■ Instructions for the task: In the passage about sending data over sockets, what size chunks does the send loop transmit data in?

■ Supplied passage:

You can also interrupt a socket. I'm not going to go into how to do that. If you're curious of other ways of breaking yourself out of that, if you don't have a connection, write me at devsupport. There's some people out there. It involves basically calling another socket function that will break that thread out and basically return an error from accept(), which would go ahead and break you out of the whole loop.
So at this point in time we've got everything up and running. You've got a client on one side, a server on the other we want to actually send data on now. What time is it? How much time do I have left? Okay.
This is just a generic function that will send data, send a certain amount of data on a socket. It's a wrapper for actual socket calls and again, ignore the int socket, it's just perpetually everywhere in here.
Basically, what we're going to do in this while loop is we're going to go ahead and we're going to keep track of the number of bytes that we have actually succeeded in sending, the number of bytes that are left to send, keep track of the result of my send calls and basically have a block size.
And what the loop is going to do, which I'll get to in the next slide, is actually going to send data out on the socket in 8K chunks, until you either run into an error, in which case you just backup and give up at this point in this simple code or until you have a chunk to send that's less than 8K, in which case you'll just send whatever's left.
If everything works out fine, this function will return the total amount of data that was sent, otherwise it's going to return an error.
Let me actually get to the while loop. It's just a little bit confusing, which is why I wanted to explain it earlier.
So as long as result is equal to B_OK, as long as we've successfully sent something and bytes we've sent is less than the buffer size, meaning we still have data left to send, we're going to go ahead and enter this loop and if bytes are left are less than the block size, we're just going to go ahead and make a call to send() and we're going to go ahead and send on the socket.
Where we're going to send from is the beginning of the buffer, plus however much we've already sent. That's going to be the starting point we're going to work from and how much we're going to send in this case, in the top case is whatever's left to send because it's less than my block size.
If what I have left to send is not less than my block size, we go ahead and do the same sort of function but send a block size of information. Then after we've gone through the send we're going to basically evaluate -- if the number of bytes we currently tried to send is less than 0 it means we have an error, we go ahead and return errno and just back out of the whole thing. If the -- that will break us out of this while loop and then on the other page we'll go ahead and return the appropriate error.
If the number of bytes is greater than 0 or actually equal to 0, we want to go ahead and basically say we were successful in doing what we want. We update our counters for how much we've sent, how much we've left. Go ahead, back up to the top of the loop.
This function will go ahead and take this chunk of data, whatever you want to send, send it at 8K chunks until it runs into an error or until its done and it will then return to you how much it's sent or the actual error code that you ran into.
Do the same sort of thing in the receiving loop, but things are a little bit different. We've got the same amount of information. We're going to keep track of how much information we've received, the number of bytes we received at a given call.
We've also got another piece of information here called zero_count. One thing I need to explain about send() and recv(), these are blocking calls. That means if there's no data either to send or receive, it will block. It will wait. Send(), if you're going to send information out, that call -- that call doesn't return until an error occurs and it tells you or until that information has actually been sent to the underlying network.
Same thing with recv(), but it's a little trickier. When you're sending you know how much information you're going to send, so you can keep track of how much is left. When you're receiving most times you don't know how much information there is.

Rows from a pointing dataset
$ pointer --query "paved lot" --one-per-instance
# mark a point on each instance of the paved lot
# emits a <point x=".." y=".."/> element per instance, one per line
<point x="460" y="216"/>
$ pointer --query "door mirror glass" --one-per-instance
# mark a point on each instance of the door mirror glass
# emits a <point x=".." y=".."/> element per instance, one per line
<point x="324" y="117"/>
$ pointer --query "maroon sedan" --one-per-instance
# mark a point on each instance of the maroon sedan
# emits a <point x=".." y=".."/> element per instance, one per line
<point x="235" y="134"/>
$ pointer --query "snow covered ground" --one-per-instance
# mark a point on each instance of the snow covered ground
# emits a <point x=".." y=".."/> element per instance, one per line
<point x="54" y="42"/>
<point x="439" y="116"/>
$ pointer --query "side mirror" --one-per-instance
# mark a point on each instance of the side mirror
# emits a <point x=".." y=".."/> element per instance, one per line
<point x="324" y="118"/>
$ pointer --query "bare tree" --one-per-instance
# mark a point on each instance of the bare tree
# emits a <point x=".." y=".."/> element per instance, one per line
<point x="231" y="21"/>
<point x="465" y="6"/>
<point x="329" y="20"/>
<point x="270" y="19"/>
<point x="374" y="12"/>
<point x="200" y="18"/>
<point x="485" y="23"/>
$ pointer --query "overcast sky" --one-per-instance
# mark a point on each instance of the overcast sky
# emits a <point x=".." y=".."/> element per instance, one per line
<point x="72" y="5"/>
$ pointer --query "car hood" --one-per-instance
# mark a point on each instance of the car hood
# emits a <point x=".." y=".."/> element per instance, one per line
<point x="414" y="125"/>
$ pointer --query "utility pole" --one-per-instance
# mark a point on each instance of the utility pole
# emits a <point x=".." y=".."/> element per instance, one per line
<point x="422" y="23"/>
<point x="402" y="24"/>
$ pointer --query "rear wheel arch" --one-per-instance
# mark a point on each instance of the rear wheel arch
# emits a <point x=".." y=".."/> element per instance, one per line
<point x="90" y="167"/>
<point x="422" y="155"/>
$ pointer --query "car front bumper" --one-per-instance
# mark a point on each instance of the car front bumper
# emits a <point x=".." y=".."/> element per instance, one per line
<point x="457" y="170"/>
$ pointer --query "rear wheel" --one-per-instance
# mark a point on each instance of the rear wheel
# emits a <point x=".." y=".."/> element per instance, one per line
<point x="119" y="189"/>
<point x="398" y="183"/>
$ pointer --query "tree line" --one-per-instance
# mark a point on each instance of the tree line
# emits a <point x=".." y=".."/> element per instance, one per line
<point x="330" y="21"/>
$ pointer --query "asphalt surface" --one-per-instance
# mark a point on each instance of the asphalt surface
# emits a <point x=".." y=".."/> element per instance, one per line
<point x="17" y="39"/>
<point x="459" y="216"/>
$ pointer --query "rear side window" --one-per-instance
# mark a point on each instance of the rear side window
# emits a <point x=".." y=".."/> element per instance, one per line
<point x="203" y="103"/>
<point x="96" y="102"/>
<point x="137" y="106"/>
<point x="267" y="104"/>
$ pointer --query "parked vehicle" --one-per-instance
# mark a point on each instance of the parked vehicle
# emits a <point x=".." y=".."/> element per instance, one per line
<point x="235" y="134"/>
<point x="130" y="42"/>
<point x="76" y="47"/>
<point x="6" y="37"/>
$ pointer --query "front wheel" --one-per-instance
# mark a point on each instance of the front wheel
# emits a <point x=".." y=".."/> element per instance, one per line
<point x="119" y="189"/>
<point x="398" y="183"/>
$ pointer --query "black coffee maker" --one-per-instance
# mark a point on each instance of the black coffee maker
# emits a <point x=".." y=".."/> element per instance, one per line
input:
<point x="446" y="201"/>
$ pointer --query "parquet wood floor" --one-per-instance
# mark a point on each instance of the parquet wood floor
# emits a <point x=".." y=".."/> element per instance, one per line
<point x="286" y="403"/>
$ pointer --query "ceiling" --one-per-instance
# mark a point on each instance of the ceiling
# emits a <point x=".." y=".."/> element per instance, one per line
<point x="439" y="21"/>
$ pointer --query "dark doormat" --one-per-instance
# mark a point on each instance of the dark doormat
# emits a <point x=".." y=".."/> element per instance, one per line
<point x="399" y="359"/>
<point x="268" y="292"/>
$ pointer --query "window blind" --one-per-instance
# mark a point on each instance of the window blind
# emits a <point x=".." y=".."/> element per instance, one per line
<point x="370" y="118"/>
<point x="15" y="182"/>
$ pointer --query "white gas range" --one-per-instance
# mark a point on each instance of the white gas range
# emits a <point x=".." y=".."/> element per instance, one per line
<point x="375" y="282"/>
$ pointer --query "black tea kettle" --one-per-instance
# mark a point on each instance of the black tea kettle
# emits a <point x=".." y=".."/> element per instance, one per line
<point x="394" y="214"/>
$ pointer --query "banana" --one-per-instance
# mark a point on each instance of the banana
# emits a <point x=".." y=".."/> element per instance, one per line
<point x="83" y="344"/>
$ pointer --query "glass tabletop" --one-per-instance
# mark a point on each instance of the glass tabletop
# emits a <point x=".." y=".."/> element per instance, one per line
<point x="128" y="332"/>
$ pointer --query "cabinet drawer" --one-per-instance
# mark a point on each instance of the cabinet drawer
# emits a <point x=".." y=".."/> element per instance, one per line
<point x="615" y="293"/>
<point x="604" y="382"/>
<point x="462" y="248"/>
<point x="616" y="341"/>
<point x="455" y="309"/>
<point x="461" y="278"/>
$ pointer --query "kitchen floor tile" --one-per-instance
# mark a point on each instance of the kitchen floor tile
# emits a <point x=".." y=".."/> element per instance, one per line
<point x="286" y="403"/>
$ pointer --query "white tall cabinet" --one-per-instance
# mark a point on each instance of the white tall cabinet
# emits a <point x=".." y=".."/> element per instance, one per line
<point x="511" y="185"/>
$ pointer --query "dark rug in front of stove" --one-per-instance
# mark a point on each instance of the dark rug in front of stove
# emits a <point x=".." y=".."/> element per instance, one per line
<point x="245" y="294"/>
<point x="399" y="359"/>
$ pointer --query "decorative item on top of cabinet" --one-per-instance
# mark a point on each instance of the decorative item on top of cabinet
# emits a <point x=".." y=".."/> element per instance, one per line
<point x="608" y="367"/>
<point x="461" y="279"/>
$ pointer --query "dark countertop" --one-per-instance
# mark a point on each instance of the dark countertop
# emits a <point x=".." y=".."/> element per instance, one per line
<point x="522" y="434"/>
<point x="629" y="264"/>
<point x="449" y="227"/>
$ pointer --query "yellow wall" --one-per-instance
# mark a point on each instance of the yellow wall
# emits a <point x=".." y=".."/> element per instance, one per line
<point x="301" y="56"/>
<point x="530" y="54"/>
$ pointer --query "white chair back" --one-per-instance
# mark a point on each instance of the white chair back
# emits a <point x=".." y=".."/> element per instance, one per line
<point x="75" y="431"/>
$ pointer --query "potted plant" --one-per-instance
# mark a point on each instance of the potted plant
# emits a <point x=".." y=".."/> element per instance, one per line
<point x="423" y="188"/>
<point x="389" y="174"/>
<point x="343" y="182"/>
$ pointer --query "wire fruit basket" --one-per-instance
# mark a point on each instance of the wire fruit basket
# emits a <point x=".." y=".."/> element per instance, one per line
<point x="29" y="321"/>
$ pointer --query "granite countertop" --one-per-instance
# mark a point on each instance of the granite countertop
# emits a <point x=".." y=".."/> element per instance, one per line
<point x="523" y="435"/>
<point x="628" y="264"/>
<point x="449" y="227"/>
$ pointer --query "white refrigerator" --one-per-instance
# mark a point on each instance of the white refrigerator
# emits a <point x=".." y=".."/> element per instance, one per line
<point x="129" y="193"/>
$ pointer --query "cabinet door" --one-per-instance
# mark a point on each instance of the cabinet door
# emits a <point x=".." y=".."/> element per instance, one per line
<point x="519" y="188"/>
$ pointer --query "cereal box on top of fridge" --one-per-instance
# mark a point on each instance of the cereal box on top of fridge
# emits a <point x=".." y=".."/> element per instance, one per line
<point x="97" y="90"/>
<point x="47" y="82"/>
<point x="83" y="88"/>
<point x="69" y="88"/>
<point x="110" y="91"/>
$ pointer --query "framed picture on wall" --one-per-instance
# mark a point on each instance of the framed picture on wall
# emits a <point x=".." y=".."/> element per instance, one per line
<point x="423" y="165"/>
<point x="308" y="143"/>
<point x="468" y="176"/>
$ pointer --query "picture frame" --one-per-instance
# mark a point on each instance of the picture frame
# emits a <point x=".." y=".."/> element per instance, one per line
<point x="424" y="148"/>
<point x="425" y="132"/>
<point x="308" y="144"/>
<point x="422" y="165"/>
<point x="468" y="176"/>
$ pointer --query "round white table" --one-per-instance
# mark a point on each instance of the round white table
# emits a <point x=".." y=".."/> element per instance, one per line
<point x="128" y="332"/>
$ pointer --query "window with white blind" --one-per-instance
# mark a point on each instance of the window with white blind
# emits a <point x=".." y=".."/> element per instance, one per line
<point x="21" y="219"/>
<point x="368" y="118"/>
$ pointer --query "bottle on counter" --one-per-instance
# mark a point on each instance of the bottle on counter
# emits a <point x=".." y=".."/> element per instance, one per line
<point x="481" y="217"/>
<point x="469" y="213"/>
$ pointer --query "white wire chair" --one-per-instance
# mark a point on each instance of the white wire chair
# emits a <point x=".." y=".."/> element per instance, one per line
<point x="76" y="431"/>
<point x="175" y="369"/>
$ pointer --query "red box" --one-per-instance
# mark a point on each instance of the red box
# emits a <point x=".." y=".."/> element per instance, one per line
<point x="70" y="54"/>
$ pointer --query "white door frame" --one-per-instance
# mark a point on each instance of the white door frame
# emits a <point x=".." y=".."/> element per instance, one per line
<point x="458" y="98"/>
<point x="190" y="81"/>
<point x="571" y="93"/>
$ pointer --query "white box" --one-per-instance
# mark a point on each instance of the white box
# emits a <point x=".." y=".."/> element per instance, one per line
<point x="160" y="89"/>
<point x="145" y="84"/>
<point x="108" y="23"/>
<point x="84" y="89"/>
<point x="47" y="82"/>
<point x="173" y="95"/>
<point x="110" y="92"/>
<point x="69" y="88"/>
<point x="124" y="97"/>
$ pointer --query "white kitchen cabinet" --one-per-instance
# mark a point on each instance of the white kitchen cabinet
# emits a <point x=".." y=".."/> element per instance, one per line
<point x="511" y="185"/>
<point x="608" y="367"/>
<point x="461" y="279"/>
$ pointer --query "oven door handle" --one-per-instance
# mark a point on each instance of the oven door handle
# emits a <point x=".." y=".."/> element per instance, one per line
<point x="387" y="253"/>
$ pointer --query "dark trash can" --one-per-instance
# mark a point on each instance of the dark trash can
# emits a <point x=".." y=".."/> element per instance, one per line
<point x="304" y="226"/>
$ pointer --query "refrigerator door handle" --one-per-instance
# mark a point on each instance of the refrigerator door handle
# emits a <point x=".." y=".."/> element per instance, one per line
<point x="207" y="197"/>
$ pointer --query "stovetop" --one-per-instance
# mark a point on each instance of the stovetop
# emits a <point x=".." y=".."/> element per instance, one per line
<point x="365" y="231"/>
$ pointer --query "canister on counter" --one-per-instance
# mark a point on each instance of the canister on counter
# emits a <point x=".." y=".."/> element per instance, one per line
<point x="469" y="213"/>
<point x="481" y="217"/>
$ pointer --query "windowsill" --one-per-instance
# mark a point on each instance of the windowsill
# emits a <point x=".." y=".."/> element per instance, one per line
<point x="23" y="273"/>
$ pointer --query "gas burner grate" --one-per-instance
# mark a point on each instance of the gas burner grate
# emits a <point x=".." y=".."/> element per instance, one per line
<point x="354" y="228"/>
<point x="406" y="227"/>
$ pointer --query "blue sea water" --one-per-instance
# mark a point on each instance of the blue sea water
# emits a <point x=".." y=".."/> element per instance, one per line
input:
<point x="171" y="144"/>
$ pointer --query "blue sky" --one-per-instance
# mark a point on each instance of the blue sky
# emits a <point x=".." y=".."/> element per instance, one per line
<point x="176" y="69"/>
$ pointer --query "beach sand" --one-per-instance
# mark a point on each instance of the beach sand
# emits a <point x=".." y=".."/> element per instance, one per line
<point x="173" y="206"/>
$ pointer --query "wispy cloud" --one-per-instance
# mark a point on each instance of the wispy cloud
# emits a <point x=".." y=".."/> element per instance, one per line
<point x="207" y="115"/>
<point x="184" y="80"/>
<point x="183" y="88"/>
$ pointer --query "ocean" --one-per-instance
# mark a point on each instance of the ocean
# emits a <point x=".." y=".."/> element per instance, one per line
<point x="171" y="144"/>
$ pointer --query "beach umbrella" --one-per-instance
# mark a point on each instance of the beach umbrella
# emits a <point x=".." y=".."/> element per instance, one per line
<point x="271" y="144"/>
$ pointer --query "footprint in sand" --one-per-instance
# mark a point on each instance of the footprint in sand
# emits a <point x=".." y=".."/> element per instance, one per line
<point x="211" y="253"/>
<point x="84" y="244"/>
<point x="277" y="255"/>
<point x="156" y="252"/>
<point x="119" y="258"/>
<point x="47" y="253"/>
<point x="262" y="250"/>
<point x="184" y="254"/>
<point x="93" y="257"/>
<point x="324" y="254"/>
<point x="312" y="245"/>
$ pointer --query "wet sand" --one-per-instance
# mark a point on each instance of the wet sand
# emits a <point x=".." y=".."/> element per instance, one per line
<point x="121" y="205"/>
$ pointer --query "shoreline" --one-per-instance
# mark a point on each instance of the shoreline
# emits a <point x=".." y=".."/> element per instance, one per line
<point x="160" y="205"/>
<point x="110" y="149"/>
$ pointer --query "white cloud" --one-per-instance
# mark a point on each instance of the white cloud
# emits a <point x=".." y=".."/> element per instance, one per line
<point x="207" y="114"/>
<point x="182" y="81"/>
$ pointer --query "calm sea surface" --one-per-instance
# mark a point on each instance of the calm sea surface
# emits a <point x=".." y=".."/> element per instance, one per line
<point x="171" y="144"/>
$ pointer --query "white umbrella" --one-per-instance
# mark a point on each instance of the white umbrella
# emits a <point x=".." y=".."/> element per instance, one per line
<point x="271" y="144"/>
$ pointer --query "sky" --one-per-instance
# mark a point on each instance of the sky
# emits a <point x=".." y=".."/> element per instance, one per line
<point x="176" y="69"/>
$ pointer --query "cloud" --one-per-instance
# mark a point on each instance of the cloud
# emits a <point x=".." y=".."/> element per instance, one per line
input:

■ Problem solution: 8K chunks